--- PROBLEM DESCRIPTION ---
Once you find the line with "196L559 171L590 117L893" in the entries below, return exactly every line from it through the line with "positive clicks: (850, 100)".

[Stored data entries]

+ + +

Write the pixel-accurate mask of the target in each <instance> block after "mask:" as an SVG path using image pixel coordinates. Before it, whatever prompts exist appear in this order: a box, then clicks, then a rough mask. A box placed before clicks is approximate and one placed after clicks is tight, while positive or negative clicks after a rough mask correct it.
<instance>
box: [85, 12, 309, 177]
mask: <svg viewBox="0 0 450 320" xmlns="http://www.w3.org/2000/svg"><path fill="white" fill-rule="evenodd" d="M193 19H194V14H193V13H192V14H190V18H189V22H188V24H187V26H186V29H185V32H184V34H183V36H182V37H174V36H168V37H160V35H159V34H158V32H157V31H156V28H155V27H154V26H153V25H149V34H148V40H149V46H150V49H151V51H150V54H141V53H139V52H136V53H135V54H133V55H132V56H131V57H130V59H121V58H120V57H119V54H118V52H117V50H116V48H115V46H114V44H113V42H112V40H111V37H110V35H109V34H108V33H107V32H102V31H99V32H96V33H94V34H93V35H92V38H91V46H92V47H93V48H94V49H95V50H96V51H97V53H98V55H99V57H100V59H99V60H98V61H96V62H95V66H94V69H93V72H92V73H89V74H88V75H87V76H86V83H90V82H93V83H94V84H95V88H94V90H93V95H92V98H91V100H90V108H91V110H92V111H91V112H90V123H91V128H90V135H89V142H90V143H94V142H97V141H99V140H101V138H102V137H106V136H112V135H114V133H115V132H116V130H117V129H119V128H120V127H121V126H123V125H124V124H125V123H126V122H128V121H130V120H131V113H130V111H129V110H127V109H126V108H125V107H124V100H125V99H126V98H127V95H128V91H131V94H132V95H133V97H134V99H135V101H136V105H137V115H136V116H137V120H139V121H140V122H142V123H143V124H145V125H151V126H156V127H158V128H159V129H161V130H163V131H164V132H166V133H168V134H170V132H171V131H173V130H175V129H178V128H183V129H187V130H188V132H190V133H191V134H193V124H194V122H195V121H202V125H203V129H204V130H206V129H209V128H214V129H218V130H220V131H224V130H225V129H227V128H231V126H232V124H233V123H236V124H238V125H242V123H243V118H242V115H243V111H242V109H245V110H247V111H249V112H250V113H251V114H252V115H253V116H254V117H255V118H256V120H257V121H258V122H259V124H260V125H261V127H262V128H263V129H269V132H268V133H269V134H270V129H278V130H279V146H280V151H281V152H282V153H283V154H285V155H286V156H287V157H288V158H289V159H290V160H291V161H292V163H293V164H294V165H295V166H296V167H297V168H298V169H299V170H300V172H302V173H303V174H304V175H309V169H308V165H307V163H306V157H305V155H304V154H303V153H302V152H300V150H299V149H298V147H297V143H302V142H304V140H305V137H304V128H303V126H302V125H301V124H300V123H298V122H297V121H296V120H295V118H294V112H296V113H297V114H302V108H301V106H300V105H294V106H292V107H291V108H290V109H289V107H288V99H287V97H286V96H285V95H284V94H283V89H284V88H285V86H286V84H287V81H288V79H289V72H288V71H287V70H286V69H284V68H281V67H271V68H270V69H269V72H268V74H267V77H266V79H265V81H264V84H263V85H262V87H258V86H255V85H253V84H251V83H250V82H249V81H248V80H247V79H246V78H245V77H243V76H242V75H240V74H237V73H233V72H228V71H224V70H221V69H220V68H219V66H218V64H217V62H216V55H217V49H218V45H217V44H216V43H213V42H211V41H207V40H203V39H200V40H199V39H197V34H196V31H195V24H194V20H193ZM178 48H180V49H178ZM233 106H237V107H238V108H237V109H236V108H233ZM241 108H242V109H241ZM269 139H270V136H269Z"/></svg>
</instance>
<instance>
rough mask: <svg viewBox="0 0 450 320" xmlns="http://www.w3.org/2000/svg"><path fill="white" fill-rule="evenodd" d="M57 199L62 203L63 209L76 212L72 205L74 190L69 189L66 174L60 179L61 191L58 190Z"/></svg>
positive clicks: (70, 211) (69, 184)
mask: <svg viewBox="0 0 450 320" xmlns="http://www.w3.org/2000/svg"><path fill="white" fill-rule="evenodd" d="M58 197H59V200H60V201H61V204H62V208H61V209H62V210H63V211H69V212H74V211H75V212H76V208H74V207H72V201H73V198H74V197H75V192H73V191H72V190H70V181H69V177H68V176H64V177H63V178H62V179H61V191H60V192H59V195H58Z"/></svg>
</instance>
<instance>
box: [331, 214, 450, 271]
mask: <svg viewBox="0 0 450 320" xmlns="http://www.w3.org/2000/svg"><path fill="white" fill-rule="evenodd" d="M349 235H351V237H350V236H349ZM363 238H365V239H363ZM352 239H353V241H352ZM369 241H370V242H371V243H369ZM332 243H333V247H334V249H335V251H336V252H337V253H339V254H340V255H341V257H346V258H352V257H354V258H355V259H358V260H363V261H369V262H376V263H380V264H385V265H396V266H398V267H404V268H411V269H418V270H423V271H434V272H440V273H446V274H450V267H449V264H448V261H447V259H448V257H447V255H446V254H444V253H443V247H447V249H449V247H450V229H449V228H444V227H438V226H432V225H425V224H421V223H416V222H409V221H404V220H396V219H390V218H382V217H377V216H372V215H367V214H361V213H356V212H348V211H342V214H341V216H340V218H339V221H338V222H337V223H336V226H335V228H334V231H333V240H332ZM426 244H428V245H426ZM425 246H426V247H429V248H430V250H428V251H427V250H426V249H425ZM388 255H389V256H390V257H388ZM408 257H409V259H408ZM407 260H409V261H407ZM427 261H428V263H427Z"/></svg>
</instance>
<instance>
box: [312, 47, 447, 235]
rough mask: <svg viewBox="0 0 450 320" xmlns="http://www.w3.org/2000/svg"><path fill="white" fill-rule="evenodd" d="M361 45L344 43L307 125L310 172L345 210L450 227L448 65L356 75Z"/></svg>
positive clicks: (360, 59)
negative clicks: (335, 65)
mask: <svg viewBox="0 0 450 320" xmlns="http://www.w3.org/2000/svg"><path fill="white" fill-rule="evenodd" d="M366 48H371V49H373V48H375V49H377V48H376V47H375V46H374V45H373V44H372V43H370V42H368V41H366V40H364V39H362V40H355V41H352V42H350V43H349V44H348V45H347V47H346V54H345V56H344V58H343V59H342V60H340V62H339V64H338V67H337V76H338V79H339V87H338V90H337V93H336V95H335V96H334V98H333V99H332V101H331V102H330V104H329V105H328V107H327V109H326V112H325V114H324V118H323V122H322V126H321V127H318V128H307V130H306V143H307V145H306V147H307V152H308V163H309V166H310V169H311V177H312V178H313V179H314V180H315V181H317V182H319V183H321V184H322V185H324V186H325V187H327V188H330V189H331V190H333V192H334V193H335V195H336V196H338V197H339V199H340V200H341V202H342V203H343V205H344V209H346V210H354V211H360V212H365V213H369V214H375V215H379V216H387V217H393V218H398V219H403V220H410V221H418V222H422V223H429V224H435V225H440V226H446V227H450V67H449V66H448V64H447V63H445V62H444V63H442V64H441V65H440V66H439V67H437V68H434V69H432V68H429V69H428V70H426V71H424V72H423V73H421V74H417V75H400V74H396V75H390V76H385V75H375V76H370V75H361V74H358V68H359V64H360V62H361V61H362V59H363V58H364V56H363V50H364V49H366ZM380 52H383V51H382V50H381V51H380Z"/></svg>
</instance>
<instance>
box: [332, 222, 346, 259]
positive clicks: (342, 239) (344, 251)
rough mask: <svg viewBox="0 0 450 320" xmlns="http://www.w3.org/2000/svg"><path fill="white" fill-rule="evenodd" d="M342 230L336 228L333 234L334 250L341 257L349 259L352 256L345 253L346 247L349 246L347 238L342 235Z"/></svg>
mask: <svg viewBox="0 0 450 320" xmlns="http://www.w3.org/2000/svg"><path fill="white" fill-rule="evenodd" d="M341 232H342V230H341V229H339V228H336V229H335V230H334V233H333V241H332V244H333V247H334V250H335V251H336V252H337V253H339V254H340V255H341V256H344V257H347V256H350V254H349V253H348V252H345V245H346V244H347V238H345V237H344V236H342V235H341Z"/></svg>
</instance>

+ + +

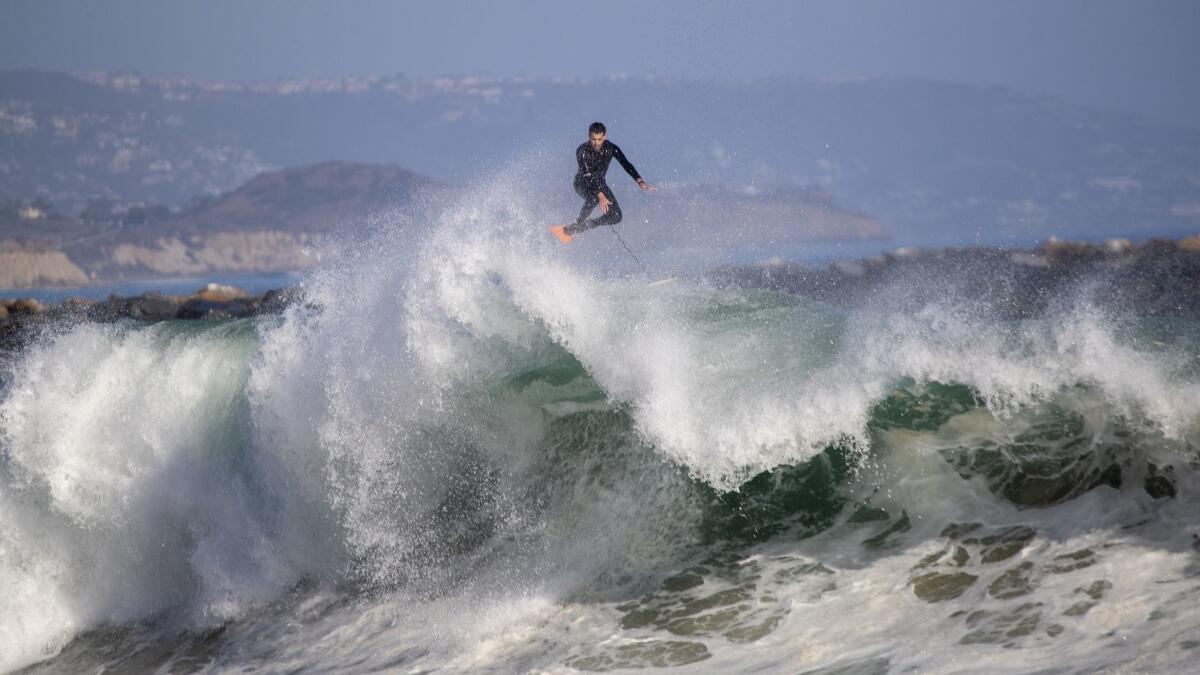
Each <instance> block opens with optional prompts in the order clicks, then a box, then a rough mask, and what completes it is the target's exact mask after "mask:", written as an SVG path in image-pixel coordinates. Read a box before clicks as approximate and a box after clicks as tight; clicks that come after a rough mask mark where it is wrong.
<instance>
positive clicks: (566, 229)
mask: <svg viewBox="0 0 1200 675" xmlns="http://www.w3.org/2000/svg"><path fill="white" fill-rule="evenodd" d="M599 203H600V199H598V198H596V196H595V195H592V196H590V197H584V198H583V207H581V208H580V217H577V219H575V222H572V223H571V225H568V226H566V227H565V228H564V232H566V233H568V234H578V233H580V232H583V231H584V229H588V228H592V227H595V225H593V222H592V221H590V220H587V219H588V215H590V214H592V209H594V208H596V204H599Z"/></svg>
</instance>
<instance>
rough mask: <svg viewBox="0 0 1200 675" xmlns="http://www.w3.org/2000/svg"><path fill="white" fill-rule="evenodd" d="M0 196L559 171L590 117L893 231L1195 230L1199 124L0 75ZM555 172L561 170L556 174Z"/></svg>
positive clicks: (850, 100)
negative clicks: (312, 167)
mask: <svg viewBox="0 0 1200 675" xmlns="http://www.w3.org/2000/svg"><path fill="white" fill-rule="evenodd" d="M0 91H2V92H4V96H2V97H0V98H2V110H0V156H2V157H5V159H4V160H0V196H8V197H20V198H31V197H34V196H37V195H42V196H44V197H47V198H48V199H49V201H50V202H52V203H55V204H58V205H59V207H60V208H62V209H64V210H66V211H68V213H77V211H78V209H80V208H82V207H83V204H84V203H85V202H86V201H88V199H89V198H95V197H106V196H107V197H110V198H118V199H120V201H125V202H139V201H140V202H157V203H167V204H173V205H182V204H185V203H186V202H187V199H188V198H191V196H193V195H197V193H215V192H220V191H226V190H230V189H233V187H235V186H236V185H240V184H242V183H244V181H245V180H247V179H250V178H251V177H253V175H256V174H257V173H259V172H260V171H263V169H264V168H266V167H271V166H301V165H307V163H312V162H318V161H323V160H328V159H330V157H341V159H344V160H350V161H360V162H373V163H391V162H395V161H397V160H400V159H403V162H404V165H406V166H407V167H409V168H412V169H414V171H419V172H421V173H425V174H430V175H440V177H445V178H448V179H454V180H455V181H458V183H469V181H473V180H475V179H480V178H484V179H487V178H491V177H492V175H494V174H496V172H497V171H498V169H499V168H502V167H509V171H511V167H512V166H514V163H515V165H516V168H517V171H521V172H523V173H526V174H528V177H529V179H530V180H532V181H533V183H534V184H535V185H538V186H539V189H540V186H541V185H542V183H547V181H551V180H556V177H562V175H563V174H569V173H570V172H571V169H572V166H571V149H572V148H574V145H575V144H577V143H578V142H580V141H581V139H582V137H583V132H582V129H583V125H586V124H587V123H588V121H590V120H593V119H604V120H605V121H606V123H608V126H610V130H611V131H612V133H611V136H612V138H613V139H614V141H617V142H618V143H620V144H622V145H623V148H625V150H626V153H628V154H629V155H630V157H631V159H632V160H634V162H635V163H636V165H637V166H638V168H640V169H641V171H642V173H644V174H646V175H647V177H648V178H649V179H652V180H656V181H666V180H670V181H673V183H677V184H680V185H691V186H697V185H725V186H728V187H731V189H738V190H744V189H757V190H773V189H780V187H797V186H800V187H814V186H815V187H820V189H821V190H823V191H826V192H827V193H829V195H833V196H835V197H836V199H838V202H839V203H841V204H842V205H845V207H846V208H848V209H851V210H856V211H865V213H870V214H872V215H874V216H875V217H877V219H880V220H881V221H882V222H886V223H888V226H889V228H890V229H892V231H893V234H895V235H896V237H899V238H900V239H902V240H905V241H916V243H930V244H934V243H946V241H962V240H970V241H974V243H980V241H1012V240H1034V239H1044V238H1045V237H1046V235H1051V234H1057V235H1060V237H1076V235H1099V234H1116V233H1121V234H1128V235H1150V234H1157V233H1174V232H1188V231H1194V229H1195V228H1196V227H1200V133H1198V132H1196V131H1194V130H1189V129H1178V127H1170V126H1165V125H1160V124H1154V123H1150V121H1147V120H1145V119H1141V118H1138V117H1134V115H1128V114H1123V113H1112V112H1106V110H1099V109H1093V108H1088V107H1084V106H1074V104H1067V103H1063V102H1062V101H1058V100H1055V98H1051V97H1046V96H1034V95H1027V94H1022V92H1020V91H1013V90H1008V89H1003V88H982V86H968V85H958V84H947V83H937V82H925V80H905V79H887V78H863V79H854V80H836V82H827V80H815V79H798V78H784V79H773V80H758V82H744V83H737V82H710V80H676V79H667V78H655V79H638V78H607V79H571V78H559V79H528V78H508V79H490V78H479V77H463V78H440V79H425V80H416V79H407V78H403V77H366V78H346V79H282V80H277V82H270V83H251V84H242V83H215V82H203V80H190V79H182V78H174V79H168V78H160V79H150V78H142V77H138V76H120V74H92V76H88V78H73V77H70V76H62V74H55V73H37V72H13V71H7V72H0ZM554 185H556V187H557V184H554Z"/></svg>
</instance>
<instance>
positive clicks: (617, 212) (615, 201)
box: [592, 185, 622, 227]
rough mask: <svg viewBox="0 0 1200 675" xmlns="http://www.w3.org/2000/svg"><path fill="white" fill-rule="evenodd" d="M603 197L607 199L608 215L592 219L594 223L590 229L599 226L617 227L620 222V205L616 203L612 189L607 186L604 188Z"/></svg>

+ + +

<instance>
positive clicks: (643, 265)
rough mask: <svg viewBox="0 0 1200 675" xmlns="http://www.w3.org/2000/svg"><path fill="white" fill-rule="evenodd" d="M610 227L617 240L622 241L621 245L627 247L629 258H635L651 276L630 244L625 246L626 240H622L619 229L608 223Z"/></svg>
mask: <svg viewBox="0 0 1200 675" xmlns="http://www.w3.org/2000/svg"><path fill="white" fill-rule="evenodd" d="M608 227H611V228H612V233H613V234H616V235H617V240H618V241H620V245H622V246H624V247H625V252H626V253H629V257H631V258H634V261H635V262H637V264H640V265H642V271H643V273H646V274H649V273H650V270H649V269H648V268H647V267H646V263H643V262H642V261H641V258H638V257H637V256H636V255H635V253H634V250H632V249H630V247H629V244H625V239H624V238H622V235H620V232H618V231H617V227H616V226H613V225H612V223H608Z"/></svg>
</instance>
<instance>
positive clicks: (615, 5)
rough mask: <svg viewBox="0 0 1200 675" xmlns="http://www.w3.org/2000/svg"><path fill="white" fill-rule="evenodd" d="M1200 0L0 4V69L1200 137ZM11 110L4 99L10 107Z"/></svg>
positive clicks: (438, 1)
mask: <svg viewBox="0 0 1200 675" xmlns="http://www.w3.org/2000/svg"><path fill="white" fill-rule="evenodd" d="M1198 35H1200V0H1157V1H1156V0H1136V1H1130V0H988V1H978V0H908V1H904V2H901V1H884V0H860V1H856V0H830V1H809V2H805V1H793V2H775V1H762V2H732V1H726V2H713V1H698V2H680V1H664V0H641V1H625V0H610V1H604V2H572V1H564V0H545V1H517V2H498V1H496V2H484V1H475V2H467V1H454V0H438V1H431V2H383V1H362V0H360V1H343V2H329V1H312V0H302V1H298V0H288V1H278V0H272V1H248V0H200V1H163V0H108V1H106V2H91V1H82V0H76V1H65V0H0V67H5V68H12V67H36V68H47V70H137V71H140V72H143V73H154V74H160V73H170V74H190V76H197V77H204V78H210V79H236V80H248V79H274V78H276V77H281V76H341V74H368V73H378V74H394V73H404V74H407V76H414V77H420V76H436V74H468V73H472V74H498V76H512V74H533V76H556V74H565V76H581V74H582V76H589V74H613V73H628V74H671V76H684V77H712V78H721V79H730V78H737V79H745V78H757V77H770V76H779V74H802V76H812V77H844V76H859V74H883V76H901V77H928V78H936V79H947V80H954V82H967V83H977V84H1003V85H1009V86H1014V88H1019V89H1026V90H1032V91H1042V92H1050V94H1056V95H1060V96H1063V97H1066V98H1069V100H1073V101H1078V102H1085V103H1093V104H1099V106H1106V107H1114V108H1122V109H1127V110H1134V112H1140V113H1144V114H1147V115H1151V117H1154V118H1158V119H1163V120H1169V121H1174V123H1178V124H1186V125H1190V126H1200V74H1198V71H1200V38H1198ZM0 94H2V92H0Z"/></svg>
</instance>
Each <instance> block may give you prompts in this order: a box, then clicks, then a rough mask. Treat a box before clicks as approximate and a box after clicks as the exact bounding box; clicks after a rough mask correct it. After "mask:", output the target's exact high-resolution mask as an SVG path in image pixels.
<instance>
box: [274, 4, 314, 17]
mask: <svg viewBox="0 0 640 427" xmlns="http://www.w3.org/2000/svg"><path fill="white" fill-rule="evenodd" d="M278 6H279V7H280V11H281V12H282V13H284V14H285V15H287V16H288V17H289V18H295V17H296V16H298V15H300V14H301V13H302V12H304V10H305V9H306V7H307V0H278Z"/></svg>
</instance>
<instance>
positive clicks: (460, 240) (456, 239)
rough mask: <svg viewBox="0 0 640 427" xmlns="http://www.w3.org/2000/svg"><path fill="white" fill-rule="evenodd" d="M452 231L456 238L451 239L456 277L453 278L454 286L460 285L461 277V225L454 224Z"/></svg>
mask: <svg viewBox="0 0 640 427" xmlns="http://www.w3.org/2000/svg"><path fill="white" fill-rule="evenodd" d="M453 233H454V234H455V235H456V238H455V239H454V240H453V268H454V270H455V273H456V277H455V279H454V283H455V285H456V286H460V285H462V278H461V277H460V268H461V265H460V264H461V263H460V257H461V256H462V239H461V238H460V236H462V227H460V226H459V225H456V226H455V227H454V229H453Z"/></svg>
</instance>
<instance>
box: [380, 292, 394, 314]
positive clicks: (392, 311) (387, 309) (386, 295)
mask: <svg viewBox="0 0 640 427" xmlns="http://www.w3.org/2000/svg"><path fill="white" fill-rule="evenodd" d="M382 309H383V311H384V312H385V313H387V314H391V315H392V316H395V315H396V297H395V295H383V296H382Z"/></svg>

+ + +

--- EXERCISE OUTPUT ---
rough mask: <svg viewBox="0 0 1200 675" xmlns="http://www.w3.org/2000/svg"><path fill="white" fill-rule="evenodd" d="M0 196L559 171L590 117L893 231L1195 230L1199 124L0 75ZM555 172L561 170L556 174Z"/></svg>
positive clicks: (850, 100)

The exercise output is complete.